→ **Task**
Count the lines in the records below that contain the word "metal". Reply with the number alone.

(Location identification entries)
== == ==

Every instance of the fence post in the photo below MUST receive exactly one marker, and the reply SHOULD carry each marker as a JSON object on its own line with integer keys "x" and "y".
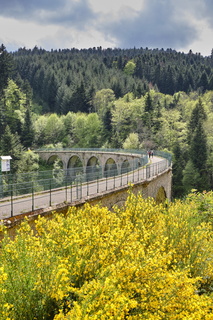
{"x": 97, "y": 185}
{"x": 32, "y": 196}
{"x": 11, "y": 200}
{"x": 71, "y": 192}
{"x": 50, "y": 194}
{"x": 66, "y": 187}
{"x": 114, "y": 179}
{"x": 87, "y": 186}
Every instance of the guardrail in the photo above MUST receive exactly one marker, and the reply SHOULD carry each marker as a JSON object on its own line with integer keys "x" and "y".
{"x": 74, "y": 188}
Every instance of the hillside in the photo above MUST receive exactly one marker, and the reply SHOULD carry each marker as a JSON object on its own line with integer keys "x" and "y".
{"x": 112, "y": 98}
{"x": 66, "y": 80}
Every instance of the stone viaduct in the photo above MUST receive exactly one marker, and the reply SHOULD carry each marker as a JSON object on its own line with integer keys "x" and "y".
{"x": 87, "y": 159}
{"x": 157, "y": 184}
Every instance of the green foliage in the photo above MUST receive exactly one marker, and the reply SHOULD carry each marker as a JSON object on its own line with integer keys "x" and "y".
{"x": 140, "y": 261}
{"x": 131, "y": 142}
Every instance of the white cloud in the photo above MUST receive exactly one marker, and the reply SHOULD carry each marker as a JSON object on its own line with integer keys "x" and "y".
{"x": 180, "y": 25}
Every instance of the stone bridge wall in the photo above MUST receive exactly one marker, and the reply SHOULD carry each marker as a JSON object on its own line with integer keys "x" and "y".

== == ==

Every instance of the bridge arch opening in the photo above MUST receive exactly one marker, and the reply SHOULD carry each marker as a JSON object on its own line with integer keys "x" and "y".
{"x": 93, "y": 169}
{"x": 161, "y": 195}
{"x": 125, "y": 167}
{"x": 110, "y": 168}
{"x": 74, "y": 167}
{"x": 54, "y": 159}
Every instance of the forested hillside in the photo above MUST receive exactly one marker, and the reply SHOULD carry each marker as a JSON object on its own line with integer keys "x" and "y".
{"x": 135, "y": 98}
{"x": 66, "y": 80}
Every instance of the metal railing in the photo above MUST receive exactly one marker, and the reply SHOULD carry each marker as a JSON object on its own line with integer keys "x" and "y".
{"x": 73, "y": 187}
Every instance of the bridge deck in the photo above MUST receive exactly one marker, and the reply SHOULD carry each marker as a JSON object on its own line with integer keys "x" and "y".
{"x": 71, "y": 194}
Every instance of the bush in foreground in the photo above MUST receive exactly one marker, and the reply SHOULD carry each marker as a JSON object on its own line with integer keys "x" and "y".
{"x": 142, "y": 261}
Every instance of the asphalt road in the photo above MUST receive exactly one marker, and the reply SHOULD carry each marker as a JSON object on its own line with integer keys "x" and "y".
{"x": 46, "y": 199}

== == ==

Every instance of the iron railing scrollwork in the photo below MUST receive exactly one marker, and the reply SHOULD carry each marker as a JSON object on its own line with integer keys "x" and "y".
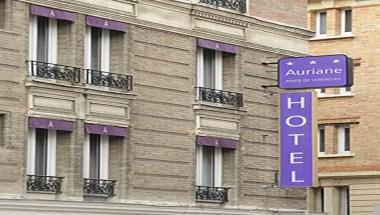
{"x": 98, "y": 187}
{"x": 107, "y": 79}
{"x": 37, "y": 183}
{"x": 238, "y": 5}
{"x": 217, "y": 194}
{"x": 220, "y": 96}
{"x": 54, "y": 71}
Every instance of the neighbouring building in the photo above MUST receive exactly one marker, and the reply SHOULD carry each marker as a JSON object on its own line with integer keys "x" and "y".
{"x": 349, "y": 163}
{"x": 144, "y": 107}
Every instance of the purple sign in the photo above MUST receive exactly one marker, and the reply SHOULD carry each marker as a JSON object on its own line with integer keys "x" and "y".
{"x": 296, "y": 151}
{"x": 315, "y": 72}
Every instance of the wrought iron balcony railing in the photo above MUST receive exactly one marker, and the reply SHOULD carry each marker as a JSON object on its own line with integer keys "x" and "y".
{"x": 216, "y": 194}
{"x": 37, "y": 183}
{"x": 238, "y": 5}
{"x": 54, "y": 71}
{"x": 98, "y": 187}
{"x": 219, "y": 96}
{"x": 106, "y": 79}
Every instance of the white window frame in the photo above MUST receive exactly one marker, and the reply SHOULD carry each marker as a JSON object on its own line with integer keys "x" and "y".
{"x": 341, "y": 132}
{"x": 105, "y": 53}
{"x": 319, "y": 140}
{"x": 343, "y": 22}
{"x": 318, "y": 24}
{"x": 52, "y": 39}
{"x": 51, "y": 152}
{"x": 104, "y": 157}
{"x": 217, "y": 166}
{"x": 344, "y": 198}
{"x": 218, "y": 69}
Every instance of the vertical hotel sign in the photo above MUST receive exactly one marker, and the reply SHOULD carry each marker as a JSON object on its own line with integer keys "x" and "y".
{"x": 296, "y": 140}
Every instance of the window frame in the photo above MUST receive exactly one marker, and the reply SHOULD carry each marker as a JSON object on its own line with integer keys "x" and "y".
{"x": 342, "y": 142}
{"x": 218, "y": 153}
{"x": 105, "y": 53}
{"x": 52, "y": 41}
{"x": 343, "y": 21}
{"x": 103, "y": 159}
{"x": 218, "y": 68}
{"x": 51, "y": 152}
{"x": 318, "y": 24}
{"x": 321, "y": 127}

== == ==

→ **Right answer**
1